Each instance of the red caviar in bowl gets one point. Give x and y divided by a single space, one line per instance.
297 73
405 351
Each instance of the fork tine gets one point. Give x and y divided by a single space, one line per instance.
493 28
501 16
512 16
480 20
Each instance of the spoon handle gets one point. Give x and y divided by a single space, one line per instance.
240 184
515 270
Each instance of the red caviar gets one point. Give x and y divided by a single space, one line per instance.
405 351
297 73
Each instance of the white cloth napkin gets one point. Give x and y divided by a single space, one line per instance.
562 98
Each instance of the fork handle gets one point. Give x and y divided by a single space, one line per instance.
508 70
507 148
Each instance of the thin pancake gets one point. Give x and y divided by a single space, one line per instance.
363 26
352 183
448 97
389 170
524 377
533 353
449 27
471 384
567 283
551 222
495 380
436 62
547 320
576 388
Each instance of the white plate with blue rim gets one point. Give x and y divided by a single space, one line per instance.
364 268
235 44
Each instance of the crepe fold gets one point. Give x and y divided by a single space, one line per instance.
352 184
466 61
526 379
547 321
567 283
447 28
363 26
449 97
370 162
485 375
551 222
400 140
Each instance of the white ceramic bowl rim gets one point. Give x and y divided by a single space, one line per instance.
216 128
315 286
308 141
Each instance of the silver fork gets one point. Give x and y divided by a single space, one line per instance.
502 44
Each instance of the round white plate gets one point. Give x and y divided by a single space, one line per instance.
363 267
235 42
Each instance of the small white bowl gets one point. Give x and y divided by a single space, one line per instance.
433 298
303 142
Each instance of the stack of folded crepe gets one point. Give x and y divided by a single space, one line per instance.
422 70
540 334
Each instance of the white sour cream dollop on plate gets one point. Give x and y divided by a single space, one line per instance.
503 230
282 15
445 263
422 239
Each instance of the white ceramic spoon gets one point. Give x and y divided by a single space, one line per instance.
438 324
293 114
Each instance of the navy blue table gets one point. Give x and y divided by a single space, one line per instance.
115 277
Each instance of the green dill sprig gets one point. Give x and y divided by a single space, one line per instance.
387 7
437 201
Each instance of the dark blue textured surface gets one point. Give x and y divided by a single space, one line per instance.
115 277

▶ [ACTIVITY]:
Every line above should be printed again exactly as it stands.

▶ [EXPECTED ANSWER]:
Each instance of the red caviar in bowl gets one point. Give x and y divided by a single space, one line per instance.
297 73
405 351
Each instance of the fork tine gets one point. Give x and y divided by a single space, one line per instance.
493 28
501 16
512 16
480 20
Each instance of the spoon handle gets one point. Give x and y divided by a single space, one line per instance.
240 184
515 270
Each instance of the red caviar gets one point. Give x and y divided by a single space, one line per instance.
405 351
297 73
Each instance of the white cloth napkin gets one point. Give x and y divided by a single space, one line per instance.
562 98
Each instance of the fork handle gets one point. Give x and y divided by a single space, one line per instance.
508 70
507 148
Each instance of the thin pancake gets one point. Give x and y divided by a single space, one line per instance.
363 26
352 183
448 97
389 170
524 377
533 353
449 27
471 384
567 283
551 222
495 380
436 62
547 320
576 388
Each instance of the white plate with blue rim gets one point. Give x and y divided by a single space, one line per instance.
364 268
235 44
Each instance of the crepe fold gets one point. Give x and y divided by a single space, one line per instance.
352 184
466 61
526 379
547 321
567 283
447 28
363 26
449 97
370 162
485 375
551 222
400 140
Each instance of the white ceramic bowl rim gets one point. Give x and y divided by a single space, one line per instance.
216 128
315 286
308 141
Each instance of the silver fork gets one point. Give x and y divided by a single space, one line per instance.
502 44
Each instance of the round white plate gets one point. Give x and y divided by a single space, one line per instance.
363 267
235 42
Each instance of the small white bowl gets one point. Give x and y divided by a single space, one line per instance.
433 298
303 142
Each instance of the stack of folded crepe gets one point. Give x and y divided by a single space, one line per instance.
422 70
540 334
Each instance of the white sour cream dollop on plate gets one point. Give x and y divided by a single space, one line per instance.
503 230
282 15
445 263
422 239
Each instance of the white ceramic spoon gets one point. Give x and y divided by a single space, one line per instance.
438 324
293 114
Each instance of the navy blue table gets one point. Give x and y divided by a single space, one line per instance.
115 277
Each instance of the green dill sprig gets one point. Give x and y divided by a single space, one line per instance.
387 7
437 201
Each instance of the dark blue textured surface gets one point. Give x and y divided by a single space, one line per instance.
115 277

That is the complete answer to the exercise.